Your task is to print the listing exactly as it stands.

---

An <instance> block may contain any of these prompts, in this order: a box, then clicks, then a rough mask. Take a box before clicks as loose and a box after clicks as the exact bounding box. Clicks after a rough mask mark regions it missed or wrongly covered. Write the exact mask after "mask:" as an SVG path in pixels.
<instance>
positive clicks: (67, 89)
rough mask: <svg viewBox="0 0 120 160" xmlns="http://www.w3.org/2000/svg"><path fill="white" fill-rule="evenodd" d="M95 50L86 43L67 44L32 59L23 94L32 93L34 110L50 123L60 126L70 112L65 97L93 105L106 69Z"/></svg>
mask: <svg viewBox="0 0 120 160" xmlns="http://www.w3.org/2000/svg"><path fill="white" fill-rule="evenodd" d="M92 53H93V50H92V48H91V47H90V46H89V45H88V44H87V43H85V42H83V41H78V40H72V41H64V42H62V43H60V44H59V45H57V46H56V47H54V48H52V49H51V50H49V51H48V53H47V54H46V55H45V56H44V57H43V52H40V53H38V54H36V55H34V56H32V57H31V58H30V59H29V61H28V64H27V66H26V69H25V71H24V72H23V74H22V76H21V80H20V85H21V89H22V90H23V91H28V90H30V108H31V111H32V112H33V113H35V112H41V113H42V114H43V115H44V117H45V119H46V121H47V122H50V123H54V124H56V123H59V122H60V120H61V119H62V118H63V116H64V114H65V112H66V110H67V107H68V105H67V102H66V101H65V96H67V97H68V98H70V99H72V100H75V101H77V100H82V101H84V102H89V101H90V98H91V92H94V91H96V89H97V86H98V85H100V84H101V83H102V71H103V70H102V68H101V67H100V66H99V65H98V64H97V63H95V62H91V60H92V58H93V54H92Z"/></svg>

---

Written solution
An <instance> block may contain any of these prompts, in this order: a box, then clicks, then a rough mask. Take a box before clicks as loose and a box after clicks as the exact bounding box. Clicks after a rough mask mark regions it missed or wrongly covered. Write the exact mask after "mask:" as an SVG path in pixels.
<instance>
positive clicks: (67, 89)
rough mask: <svg viewBox="0 0 120 160" xmlns="http://www.w3.org/2000/svg"><path fill="white" fill-rule="evenodd" d="M95 50L86 43L67 44L32 59L23 94L32 93L34 110L50 123L60 126L70 112L65 97L93 105L106 69Z"/></svg>
mask: <svg viewBox="0 0 120 160" xmlns="http://www.w3.org/2000/svg"><path fill="white" fill-rule="evenodd" d="M92 53H93V50H92V48H91V47H90V46H89V45H88V44H87V43H85V42H83V41H78V40H72V41H64V42H62V43H60V44H59V45H57V46H56V47H54V48H52V49H51V50H49V51H48V53H47V54H46V55H45V56H44V57H43V52H40V53H38V54H36V55H34V56H32V57H31V58H30V59H29V61H28V64H27V66H26V69H25V71H24V72H23V74H22V76H21V80H20V85H21V89H22V90H23V91H28V90H30V108H31V111H32V112H33V113H35V112H41V113H42V114H43V115H44V117H45V119H46V121H47V122H50V123H54V124H56V123H59V122H60V120H61V119H62V118H63V116H64V114H65V112H66V110H67V107H68V105H67V102H66V101H65V96H67V97H68V98H70V99H72V100H75V101H77V100H82V101H84V102H89V101H90V98H91V92H94V91H96V89H97V86H98V85H100V84H101V83H102V71H103V70H102V68H101V67H100V66H99V65H98V64H97V63H95V62H91V60H92V58H93V54H92Z"/></svg>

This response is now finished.